[Start]

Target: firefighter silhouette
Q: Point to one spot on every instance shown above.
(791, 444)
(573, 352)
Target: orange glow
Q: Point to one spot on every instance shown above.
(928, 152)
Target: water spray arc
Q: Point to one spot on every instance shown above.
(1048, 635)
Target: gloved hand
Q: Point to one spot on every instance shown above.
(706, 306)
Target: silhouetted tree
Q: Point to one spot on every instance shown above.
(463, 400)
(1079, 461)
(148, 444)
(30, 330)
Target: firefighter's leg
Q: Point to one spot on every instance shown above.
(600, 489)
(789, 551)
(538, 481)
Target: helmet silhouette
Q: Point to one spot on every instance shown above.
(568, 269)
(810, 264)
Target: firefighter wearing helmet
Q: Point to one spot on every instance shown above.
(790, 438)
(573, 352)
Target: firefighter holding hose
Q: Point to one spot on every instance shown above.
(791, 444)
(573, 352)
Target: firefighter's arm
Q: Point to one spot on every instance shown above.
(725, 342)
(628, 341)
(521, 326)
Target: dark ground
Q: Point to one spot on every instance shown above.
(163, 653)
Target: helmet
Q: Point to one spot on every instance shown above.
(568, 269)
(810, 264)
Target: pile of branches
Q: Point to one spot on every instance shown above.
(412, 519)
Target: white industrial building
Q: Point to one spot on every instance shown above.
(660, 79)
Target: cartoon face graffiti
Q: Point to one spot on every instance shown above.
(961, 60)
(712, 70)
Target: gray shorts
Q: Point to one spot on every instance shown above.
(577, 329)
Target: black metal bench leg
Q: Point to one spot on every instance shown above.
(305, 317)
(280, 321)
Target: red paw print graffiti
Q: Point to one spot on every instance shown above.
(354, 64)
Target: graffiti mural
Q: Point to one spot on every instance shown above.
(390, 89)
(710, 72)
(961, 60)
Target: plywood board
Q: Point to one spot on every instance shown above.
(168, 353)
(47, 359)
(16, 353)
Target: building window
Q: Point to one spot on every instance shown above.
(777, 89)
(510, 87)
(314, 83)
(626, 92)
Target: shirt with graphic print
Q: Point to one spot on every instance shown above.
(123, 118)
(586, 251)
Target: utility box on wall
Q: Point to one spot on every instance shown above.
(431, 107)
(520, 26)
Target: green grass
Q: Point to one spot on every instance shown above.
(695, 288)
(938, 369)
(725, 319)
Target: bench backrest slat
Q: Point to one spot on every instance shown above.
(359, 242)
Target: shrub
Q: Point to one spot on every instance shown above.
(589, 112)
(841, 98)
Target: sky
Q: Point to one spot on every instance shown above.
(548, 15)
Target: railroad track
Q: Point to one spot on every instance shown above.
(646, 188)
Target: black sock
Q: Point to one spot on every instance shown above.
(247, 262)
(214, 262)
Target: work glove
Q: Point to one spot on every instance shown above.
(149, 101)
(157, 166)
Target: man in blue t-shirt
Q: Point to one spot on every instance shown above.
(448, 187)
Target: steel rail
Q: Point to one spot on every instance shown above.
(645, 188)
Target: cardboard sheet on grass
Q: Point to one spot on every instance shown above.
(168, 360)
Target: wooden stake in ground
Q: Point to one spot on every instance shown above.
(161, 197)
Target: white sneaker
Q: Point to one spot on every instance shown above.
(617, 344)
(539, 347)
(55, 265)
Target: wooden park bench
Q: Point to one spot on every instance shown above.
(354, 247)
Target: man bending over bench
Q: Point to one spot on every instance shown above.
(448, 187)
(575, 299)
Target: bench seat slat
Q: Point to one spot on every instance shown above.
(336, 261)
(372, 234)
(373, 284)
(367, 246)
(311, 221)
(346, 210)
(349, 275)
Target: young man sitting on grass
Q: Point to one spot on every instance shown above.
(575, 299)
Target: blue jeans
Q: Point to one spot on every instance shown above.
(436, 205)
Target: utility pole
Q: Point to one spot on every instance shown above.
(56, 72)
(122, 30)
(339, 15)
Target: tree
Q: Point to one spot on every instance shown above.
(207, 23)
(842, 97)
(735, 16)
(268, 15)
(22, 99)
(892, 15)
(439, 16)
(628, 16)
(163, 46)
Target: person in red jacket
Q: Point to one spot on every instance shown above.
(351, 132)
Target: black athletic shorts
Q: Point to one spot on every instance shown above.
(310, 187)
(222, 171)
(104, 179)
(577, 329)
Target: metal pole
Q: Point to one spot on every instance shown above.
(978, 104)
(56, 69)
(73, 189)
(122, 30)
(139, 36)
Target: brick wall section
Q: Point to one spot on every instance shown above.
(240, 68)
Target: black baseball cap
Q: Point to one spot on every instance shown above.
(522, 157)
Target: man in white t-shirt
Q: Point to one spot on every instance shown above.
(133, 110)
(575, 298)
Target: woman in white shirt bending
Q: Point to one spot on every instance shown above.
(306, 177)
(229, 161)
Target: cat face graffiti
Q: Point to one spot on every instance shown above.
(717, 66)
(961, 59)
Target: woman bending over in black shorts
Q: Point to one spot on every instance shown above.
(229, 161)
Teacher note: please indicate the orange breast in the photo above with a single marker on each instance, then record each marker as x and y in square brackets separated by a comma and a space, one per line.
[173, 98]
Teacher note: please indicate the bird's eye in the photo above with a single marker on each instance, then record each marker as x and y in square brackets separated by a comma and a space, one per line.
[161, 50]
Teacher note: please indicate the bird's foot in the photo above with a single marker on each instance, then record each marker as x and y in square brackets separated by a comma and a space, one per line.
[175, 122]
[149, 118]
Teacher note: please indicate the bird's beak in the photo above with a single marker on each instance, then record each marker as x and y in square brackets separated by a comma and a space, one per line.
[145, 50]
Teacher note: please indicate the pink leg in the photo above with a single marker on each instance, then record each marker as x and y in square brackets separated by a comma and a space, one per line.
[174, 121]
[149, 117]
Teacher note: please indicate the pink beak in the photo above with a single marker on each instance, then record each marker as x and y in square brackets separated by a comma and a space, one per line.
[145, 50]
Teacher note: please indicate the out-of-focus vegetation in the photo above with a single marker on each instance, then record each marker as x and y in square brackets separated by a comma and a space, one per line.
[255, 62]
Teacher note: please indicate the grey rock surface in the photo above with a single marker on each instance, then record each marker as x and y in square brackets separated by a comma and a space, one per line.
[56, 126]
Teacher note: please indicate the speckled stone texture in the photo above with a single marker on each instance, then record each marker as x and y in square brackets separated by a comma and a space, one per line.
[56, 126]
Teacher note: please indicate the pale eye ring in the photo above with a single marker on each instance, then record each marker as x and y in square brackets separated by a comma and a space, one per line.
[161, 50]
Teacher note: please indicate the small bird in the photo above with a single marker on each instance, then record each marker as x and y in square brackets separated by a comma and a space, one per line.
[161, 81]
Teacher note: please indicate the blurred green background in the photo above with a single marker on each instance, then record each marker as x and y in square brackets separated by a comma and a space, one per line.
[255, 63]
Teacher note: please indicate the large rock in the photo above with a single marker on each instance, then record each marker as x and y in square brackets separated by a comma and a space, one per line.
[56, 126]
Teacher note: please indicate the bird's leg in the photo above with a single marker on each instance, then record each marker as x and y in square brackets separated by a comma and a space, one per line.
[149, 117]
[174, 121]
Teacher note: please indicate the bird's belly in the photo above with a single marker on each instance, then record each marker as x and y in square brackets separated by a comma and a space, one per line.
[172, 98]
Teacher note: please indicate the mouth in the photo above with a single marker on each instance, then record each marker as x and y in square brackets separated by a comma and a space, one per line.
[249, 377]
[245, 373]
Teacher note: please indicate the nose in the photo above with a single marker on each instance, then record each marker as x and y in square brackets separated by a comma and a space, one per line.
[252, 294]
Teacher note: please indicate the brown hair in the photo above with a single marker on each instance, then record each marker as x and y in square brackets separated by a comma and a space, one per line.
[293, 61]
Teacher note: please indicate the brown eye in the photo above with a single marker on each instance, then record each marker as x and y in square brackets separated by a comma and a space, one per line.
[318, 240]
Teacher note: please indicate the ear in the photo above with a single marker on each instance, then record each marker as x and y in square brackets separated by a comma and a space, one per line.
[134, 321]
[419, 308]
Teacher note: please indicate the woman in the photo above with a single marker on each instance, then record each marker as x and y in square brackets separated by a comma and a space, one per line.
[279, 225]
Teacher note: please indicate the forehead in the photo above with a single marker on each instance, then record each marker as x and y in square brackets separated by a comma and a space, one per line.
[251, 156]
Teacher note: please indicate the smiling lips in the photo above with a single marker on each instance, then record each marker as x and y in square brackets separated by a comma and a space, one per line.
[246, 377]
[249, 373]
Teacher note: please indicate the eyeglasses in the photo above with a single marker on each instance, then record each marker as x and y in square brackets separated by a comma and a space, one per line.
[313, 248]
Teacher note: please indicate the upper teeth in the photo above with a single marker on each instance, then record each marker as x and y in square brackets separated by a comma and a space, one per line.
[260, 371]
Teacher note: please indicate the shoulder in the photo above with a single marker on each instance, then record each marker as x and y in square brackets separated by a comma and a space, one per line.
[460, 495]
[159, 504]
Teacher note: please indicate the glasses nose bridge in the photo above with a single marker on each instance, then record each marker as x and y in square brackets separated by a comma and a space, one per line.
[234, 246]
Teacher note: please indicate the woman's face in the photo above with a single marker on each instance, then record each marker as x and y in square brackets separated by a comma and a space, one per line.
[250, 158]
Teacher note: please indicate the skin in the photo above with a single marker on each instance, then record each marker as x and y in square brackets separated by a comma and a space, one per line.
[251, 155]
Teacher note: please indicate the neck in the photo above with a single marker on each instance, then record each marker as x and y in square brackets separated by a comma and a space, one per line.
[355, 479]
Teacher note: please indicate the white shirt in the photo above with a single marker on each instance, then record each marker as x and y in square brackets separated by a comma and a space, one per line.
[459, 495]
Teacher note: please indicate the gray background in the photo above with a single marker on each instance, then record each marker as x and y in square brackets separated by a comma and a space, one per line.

[End]

• [TASK REQUIREMENTS]:
Copy out, word for word, the records from the line containing "Teacher note: please indicate the skin" through the end of the records, including both ends.

• [CORRECT RESPONSE]:
Teacher note: please indicate the skin in the photo above with a single marker on each instance, then record each marker as x and y in square brackets separated by a comma and a space, one per line.
[251, 155]
Teacher note: please indicate the neck in the photo above with a single marker on each instance, then record each marker as x and y in square brackets separated by a comma and a space, one per line.
[355, 479]
Teacher note: please indicate the white shirt in the photo above with a single marker on each instance, then record each marker as x and y in square brackets separated by a comma and a space, one per line.
[459, 495]
Teacher note: please indicate the gray background in the photo above with a single marker on each instance, then record each marker as x and y in square brackets separated by a comma and a space, one per line.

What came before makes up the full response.